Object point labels
####################

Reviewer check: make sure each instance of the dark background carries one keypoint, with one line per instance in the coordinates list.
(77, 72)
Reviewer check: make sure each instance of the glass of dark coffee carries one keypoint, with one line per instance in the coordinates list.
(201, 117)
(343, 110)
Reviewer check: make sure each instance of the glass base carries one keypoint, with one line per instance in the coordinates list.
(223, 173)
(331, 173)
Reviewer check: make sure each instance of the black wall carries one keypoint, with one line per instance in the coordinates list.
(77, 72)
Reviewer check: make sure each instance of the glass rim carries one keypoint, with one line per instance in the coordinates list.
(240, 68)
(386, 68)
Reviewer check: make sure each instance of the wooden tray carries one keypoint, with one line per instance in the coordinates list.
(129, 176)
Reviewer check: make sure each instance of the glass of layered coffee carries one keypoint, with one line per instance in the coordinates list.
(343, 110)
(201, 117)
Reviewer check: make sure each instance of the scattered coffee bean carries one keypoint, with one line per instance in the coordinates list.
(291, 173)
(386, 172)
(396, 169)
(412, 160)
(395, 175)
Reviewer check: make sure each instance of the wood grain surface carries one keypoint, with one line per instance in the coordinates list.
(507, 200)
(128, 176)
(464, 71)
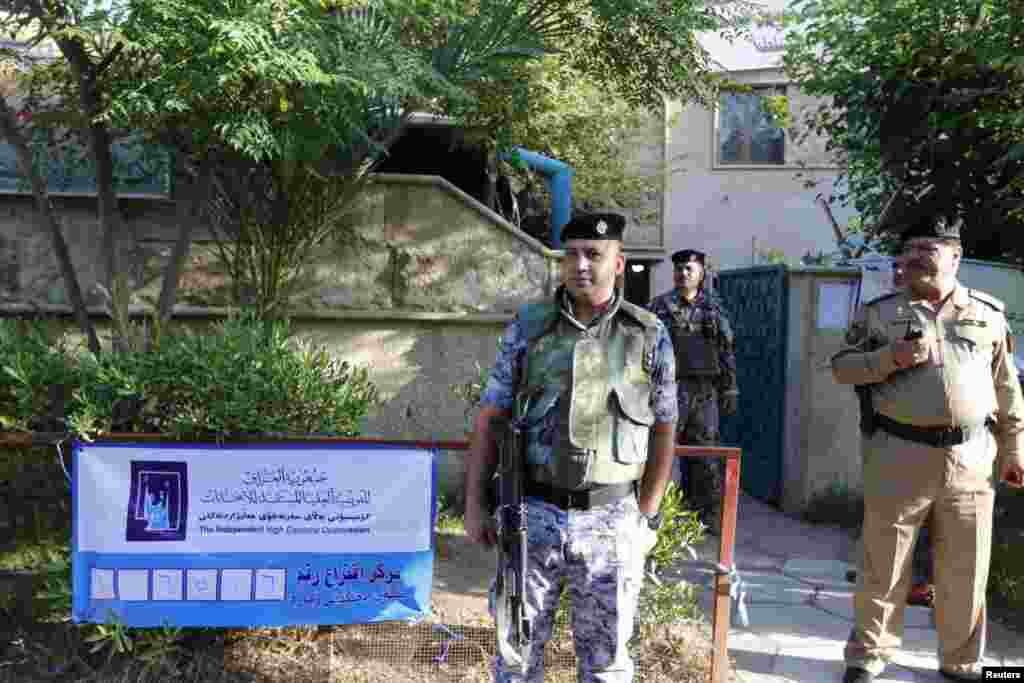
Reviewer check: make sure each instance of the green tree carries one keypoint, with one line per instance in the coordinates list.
(280, 109)
(924, 107)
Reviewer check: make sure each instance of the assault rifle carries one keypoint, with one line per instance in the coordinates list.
(510, 583)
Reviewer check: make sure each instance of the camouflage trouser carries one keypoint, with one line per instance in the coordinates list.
(598, 554)
(700, 478)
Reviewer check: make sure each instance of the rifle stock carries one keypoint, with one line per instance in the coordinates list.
(510, 583)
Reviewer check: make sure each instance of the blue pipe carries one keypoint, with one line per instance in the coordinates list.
(558, 177)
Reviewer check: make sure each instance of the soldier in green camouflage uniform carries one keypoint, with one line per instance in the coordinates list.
(706, 371)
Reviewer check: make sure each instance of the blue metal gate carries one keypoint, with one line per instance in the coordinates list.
(756, 300)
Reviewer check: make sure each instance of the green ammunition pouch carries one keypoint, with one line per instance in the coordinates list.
(600, 388)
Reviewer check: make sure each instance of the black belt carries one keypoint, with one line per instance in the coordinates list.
(940, 437)
(581, 500)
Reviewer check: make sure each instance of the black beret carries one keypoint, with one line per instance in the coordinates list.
(594, 226)
(934, 226)
(687, 255)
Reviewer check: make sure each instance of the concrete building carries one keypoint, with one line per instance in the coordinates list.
(739, 187)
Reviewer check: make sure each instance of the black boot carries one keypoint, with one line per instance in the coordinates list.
(857, 675)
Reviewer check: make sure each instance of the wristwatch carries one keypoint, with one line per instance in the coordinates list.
(653, 521)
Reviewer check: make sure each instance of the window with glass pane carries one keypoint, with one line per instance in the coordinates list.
(747, 133)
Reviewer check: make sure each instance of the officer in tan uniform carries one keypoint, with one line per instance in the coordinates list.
(946, 404)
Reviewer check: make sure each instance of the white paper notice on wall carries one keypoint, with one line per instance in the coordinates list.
(836, 301)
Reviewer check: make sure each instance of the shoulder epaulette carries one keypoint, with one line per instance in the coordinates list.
(537, 317)
(987, 299)
(881, 298)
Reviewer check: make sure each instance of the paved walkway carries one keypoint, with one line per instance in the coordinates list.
(801, 608)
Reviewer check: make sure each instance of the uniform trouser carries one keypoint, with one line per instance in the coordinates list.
(699, 478)
(598, 555)
(904, 482)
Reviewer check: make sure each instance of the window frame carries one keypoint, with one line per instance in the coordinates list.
(769, 87)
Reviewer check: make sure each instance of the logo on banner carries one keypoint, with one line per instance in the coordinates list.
(158, 502)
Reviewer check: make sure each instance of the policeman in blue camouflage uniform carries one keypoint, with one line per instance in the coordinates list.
(706, 370)
(597, 377)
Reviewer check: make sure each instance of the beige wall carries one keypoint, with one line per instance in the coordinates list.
(419, 291)
(732, 212)
(821, 445)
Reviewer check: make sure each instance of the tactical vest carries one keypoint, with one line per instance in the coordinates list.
(599, 381)
(696, 354)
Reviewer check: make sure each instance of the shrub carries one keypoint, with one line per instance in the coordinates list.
(837, 505)
(1007, 574)
(241, 377)
(680, 528)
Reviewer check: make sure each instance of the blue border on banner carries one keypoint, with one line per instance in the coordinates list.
(297, 588)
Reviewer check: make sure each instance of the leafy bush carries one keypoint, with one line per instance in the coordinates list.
(1006, 577)
(680, 528)
(837, 505)
(1007, 574)
(242, 377)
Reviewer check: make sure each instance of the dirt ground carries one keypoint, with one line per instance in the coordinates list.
(463, 571)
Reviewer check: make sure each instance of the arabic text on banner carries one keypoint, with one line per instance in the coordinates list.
(278, 535)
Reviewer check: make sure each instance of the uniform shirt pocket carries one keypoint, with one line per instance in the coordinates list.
(971, 341)
(633, 422)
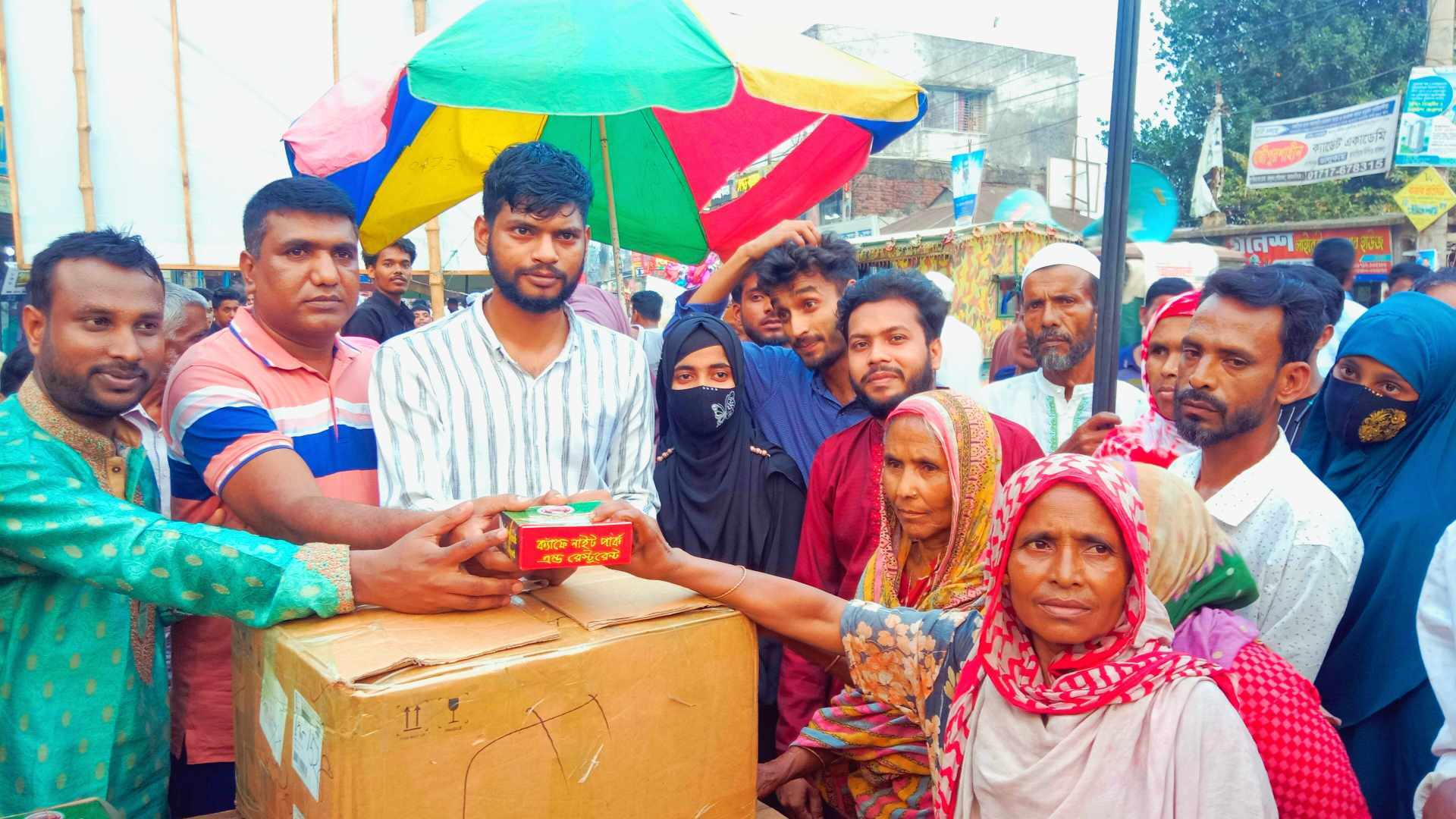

####################

Find every line above that contains the word "dark" and copy each of those lines in full. Case counts when matching the word.

WRITTEN SOLUTION.
Reviewer check: make sure each instance of the dark background carries one keypoint, with one line per instance in the coordinates list.
Reviewer check: make sure each instance of the glass of dark coffee carries one keypoint, with one line per instance in the coordinates list.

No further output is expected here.